→ Stated goal
Locate each line in the listing below that contains the string "bumper" and copy those lines. The match is case-sensitive.

____

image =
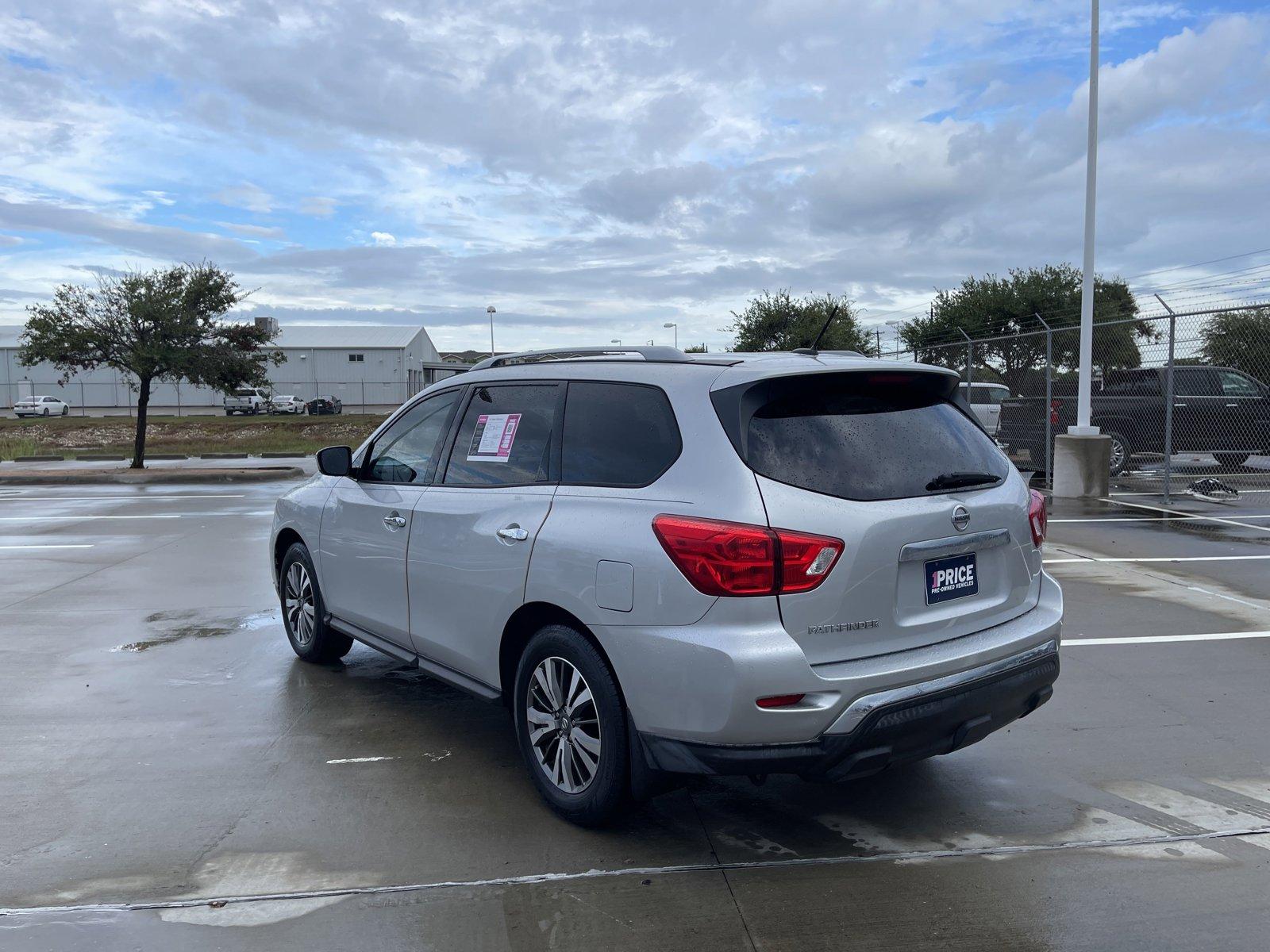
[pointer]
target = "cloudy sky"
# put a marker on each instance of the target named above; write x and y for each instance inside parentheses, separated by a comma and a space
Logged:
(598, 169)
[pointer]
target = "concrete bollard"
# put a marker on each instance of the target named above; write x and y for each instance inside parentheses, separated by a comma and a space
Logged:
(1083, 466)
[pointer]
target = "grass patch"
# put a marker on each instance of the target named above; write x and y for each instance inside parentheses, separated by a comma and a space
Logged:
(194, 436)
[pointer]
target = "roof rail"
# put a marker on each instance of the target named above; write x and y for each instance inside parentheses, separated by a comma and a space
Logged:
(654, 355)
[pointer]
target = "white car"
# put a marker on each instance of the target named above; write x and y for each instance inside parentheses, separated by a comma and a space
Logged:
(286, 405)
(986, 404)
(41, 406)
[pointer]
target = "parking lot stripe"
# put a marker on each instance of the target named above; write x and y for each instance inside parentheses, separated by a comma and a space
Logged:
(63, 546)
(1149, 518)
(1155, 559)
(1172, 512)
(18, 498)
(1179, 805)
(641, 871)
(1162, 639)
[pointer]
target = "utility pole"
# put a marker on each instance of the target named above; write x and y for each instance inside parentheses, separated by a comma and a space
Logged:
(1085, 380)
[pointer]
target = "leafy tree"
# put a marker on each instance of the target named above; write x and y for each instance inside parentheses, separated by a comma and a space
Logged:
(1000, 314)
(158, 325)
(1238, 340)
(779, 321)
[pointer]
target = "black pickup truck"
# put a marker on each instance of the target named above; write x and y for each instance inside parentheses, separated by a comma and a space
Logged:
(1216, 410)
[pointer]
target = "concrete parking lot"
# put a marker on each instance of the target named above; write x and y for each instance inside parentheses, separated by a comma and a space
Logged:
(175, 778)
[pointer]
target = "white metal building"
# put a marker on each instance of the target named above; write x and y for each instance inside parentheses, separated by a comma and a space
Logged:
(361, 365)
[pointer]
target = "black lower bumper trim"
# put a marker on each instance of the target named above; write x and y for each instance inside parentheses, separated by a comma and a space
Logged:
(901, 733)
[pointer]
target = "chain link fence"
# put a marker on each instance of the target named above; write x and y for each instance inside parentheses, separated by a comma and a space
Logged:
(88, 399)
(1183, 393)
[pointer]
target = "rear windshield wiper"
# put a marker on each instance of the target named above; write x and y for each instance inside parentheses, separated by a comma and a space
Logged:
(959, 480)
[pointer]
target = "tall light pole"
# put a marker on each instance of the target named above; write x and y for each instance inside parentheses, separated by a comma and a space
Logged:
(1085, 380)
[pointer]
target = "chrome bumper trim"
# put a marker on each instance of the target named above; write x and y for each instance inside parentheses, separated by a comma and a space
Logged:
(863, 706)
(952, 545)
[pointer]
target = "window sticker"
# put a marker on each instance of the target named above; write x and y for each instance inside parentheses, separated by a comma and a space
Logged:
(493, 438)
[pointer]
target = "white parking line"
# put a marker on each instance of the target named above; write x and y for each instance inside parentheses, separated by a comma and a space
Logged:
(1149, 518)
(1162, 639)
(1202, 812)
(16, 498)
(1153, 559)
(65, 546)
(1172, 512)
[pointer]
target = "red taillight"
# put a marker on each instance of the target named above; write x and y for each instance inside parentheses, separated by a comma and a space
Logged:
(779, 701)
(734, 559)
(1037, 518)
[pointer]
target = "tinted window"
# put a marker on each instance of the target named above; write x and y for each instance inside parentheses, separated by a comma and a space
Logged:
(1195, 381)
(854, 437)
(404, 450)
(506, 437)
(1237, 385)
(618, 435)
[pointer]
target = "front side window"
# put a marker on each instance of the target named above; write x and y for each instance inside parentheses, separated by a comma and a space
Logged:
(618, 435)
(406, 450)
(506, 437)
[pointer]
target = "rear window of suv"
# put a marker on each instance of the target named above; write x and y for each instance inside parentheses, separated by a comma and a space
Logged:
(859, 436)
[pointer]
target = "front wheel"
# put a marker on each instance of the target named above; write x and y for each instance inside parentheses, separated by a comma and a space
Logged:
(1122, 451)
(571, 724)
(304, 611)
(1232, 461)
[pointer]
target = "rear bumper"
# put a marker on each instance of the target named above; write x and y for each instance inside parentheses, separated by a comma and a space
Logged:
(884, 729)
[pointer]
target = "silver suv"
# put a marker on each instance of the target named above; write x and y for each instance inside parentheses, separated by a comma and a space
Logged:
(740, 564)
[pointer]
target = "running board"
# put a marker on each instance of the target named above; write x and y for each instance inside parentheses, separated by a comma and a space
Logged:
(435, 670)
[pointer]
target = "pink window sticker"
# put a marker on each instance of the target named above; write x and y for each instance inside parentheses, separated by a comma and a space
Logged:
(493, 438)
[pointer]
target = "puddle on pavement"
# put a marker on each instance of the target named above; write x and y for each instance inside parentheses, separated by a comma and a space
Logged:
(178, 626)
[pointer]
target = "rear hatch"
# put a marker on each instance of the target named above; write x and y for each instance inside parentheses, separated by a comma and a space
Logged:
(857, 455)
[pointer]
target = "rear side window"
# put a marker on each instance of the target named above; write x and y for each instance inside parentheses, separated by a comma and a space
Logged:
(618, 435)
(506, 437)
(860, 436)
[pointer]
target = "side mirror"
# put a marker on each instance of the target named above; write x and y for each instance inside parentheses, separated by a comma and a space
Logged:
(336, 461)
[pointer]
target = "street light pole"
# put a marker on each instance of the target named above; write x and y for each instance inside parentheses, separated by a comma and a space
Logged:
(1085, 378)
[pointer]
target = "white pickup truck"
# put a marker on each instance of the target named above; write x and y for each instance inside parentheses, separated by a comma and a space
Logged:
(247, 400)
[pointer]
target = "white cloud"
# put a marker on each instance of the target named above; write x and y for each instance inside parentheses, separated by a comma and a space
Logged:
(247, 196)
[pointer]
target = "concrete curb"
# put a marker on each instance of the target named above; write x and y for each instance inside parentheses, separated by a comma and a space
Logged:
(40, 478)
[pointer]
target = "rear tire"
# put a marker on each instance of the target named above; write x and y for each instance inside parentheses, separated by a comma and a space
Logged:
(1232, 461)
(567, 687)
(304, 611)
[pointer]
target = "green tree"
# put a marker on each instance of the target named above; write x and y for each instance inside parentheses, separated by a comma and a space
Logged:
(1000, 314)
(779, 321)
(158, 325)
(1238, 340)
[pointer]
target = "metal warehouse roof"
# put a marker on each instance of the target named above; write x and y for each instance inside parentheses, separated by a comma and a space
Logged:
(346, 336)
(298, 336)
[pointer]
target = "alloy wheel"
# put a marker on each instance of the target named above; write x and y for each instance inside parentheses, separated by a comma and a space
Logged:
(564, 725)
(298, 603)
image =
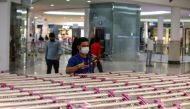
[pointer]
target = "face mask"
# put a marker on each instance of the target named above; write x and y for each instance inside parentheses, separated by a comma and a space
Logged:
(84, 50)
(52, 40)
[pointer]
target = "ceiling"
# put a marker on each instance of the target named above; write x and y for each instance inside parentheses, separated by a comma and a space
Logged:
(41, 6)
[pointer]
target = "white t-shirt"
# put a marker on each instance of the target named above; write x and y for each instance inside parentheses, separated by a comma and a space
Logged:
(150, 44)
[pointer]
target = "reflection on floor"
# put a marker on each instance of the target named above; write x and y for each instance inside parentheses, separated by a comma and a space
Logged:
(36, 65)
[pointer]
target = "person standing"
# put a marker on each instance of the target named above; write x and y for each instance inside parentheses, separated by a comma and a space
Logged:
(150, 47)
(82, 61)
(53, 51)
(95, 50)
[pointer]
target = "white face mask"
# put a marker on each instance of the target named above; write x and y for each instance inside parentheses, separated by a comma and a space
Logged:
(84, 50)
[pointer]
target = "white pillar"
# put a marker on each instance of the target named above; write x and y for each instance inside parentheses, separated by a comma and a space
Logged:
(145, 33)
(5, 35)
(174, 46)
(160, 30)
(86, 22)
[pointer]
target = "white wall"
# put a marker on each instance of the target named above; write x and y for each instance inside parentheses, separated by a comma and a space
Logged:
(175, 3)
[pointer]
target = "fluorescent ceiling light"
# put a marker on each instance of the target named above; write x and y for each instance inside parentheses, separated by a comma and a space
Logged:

____

→ Complete output
target = "black lower bumper trim"
target = "chrome bumper trim"
target = "rear bumper"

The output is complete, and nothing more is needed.